## BEGIN Passage to read

Thursday, September 20, 2012

omg omg omg omg!!!!!!!!!!!!!!!!

O.M.G. I'm in paradise!! (omg translation : oh my gosh!!) I'm here, everybody. I'm in Bad Ischl, Austria where I'll be for the next year...or the rest of my life!! JOKE, family. This place, though, this city is stunningly, breathtakingly beautiful. So I thought I'd be living in the outer foothills of the Alps, but it turns out that I really am in the alps. The whole town is surrounded by small mountains. I spent the day laughing at my luck. It's fascinatingly simple what Europeans do with nature. They're greedy with their beauty. "Oh, there's a small hill of an island in the middle of that lake? There I shall build my castle." I imagine it goes about like that. It's unfair. I grew up in Tulsa, and all we had to work with there was a dirty river, really. It's hard not to hate people who get to live in this wonder. Oh wait, I get to do that for a year. Let's all hate me, too.

Before I get any further, quick background. Click on the links:
Here's where I am geographically
http://maps.google.at/maps?q=bad+ischl&oe=utf-8&aq=t&rls=org.mozilla:en-US:official&client=firefox-a&um=1&ie=UTF-8&hl=de&sa=N&tab=wl
As you zoom out you'll see that I'm about 45 minutes from Salzburg, and a couple of hours from Vienna and Munich. I'm in the region of Upper Austria, about an hour from the border to Germany.
Below are the best pictures I could find, but of course they don't do the trick.

## END Passage to read
## BEGIN Information given

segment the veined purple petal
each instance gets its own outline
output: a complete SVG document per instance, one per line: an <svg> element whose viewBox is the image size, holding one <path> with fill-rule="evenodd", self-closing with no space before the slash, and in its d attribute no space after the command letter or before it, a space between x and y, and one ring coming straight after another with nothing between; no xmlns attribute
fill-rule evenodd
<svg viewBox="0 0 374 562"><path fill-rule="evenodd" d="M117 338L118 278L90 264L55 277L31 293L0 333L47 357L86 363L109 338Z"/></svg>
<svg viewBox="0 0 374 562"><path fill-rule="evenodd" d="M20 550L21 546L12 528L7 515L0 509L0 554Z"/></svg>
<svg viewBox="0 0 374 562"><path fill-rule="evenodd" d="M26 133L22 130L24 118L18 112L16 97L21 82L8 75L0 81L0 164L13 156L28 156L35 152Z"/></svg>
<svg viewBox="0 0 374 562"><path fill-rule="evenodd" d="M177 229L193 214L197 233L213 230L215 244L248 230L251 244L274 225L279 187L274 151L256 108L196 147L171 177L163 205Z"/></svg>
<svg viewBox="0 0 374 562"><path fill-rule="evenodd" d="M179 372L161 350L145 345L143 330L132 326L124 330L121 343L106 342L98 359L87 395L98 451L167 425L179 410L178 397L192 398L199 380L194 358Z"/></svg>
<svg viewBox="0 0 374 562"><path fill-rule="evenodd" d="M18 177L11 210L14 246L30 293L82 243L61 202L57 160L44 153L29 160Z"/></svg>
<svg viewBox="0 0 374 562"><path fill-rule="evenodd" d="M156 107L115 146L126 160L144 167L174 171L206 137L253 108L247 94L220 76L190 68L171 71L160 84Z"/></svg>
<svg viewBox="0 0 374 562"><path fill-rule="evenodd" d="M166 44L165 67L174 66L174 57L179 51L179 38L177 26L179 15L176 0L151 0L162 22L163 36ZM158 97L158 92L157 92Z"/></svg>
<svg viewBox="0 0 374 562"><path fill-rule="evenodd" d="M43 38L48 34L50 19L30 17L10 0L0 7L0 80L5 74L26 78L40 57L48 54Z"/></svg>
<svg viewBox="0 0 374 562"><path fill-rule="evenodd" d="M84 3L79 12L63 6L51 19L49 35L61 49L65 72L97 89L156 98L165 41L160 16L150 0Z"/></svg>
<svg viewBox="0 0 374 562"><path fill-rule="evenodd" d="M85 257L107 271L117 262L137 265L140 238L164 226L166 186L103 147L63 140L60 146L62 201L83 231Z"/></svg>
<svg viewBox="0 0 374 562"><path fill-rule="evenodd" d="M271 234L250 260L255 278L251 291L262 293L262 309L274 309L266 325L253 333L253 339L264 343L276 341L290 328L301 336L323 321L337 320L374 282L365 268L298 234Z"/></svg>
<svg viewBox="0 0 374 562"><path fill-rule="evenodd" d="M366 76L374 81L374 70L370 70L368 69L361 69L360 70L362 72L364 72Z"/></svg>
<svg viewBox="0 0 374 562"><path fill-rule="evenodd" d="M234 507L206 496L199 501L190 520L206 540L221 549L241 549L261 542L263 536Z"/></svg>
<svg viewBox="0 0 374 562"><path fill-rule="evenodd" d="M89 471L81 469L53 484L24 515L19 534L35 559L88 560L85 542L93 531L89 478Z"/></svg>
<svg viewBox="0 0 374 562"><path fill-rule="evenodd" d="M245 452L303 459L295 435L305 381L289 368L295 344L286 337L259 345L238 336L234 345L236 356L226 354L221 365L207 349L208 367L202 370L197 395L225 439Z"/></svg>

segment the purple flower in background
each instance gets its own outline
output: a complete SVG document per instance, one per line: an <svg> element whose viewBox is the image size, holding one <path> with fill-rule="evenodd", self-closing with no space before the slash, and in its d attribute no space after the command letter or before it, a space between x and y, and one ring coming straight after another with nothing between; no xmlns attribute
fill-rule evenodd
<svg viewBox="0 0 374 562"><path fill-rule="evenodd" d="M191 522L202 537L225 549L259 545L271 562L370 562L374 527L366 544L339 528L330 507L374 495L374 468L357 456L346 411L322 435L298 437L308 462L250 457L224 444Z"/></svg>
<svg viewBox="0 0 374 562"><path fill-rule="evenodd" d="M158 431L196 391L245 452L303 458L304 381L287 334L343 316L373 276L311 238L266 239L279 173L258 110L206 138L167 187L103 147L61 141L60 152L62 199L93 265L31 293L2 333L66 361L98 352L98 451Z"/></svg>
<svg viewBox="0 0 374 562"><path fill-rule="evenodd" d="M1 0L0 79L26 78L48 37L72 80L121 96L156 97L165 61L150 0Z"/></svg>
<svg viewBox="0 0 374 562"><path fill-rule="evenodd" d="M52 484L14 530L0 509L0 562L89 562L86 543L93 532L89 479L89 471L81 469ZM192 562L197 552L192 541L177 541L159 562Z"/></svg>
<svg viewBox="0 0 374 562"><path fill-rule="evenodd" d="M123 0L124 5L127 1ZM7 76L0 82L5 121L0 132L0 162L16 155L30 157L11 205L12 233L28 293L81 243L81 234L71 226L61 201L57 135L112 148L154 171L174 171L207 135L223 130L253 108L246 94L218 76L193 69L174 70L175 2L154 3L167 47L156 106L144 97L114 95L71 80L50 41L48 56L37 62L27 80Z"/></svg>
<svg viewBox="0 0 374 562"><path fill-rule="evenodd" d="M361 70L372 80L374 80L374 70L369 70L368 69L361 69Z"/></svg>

## END Information given

▶ [Task A]
Please rewrite the records as a JSON list of strings, one string per line with blank lines left out, starting at their first line and ending at the line that contains "550L21 546L12 528L7", both included.
▶ [Task B]
Extend the post about arriving in Bad Ischl, picking up after its last sentence.

▶ [Task result A]
[
  "segment the veined purple petal",
  "each instance gets its own outline",
  "output: a complete SVG document per instance, one per line: an <svg> element whose viewBox is the image size, holding one <path> with fill-rule=\"evenodd\", self-closing with no space before the slash, and in its d attribute no space after the command letter or before it, a space between x and y, and one ring coming straight after another with nothing between; no xmlns attribute",
  "fill-rule evenodd",
  "<svg viewBox=\"0 0 374 562\"><path fill-rule=\"evenodd\" d=\"M117 338L118 278L90 264L55 277L31 293L0 333L47 357L86 363L109 338Z\"/></svg>",
  "<svg viewBox=\"0 0 374 562\"><path fill-rule=\"evenodd\" d=\"M20 550L21 546L12 528L7 515L0 509L0 554Z\"/></svg>"
]

▶ [Task result B]
http://harmonyhouse.at/wp-content/uploads/2012/02/Bad-Ischl-austria-615544_1024_768.jpg
http://www.eichingerbauer.at/images/content/big/bad_ischl.jpg

So I want this entry to be a kind of legend, or guide for you. I hope it will give you some tools to imagine my surroundings better. The very basics: Austria is a country. It is not Australia, and as you'll see in the map it is south of Germany, which is one of the few geographical facts relevant to me at this point. I encourage you to check out its history, as it was once the center of a powerful empire. They speak German all over the country, albeit in different accents and dialects that are hard to understand even for some native Germans. The region I'm in, Upper Austria, shares a common linguistic history with the German state it borders to the north, Bavaria. I was in Bavaria a little more than one year ago for my year abroad in the town of Eichstaett. Many of the people in Bavaria speak Bavarian, and Bavarian can range from an accent to a full out dialect with different words and sentence constructions. For a German from northern Germany whose had little exposure to the dialect, it can be very hard to understand.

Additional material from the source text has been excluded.